##### Dataset records
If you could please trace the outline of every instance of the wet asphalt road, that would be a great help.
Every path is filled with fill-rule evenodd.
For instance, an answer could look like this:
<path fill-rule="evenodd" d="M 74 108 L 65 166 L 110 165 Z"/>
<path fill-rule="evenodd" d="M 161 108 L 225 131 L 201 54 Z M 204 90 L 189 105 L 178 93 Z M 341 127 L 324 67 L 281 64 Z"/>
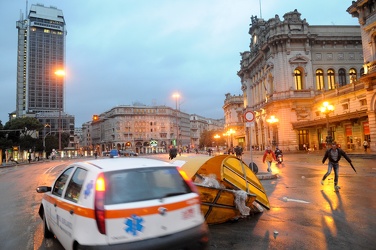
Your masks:
<path fill-rule="evenodd" d="M 167 160 L 165 155 L 155 157 Z M 249 155 L 243 156 L 249 163 Z M 326 165 L 320 154 L 286 154 L 272 166 L 278 178 L 262 180 L 270 210 L 220 225 L 210 225 L 210 249 L 375 249 L 376 160 L 353 157 L 358 173 L 342 160 L 339 193 L 333 173 L 321 186 Z M 260 172 L 261 155 L 253 155 Z M 0 249 L 62 249 L 44 240 L 37 215 L 37 185 L 50 183 L 65 164 L 51 162 L 0 169 Z M 51 168 L 56 165 L 55 168 Z M 35 168 L 38 168 L 36 171 Z"/>
<path fill-rule="evenodd" d="M 243 156 L 249 163 L 250 156 Z M 357 174 L 343 159 L 340 192 L 334 173 L 320 184 L 327 165 L 321 154 L 287 154 L 284 166 L 272 166 L 278 178 L 262 180 L 270 210 L 211 225 L 210 249 L 375 249 L 376 160 L 352 157 Z M 260 154 L 253 155 L 266 171 Z"/>

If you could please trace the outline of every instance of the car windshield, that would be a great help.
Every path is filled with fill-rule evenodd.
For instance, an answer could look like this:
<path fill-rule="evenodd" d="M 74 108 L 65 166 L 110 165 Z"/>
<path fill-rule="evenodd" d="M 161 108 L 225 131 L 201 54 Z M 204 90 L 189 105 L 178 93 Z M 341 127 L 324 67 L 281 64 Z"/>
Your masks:
<path fill-rule="evenodd" d="M 191 193 L 176 168 L 142 168 L 105 173 L 106 205 Z"/>

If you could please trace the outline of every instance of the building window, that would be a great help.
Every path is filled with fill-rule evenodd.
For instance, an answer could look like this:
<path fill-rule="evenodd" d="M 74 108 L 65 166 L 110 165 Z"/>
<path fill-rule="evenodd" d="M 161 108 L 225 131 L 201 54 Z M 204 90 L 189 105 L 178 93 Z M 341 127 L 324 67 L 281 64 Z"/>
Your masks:
<path fill-rule="evenodd" d="M 350 83 L 356 82 L 356 70 L 355 69 L 349 70 L 349 77 L 350 77 Z"/>
<path fill-rule="evenodd" d="M 364 68 L 363 67 L 360 69 L 360 76 L 362 76 L 362 75 L 364 75 Z"/>
<path fill-rule="evenodd" d="M 360 106 L 367 106 L 367 100 L 366 99 L 360 100 Z"/>
<path fill-rule="evenodd" d="M 328 89 L 335 89 L 334 70 L 328 70 Z"/>
<path fill-rule="evenodd" d="M 294 81 L 295 81 L 295 89 L 302 90 L 303 89 L 303 77 L 302 77 L 302 72 L 299 69 L 294 70 Z"/>
<path fill-rule="evenodd" d="M 351 77 L 350 77 L 351 79 Z M 339 69 L 338 70 L 338 83 L 339 86 L 345 86 L 346 85 L 346 71 L 345 69 Z"/>
<path fill-rule="evenodd" d="M 324 89 L 324 73 L 321 69 L 316 70 L 316 88 L 318 90 Z"/>

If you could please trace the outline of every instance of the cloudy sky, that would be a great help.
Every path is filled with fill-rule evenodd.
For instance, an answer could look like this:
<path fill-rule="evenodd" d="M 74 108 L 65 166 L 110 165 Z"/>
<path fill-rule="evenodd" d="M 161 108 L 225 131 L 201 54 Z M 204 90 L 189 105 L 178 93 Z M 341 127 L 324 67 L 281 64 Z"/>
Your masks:
<path fill-rule="evenodd" d="M 297 9 L 310 25 L 358 25 L 350 0 L 261 0 L 261 17 Z M 65 111 L 76 127 L 117 105 L 167 105 L 222 118 L 226 93 L 241 94 L 240 52 L 260 0 L 29 0 L 64 13 Z M 0 120 L 16 103 L 16 21 L 26 0 L 0 1 Z"/>

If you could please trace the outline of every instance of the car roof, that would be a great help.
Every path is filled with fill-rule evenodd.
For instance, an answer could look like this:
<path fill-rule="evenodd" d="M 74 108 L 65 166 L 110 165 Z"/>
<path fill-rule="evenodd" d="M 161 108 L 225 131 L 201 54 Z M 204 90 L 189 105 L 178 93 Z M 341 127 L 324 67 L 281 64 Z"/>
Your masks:
<path fill-rule="evenodd" d="M 103 172 L 145 167 L 177 167 L 169 162 L 149 158 L 106 158 L 84 161 L 79 164 L 95 166 Z"/>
##########
> _Exercise directions_:
Which lines of the entries above contain the word "outline"? Copy each of them.

> _Exercise output_:
If you could please trace the outline of every instance of the wet asphalt road, that would be a great help.
If you could please trace the outline of every instance of the car windshield, that would be a great help.
If you could please trace the outline of every instance of the building window, that would be a great help.
If you could please trace the outline of every instance of the cloudy sky, that would be a great help.
If you could please trace the outline of every instance of the car roof, that would be a great help.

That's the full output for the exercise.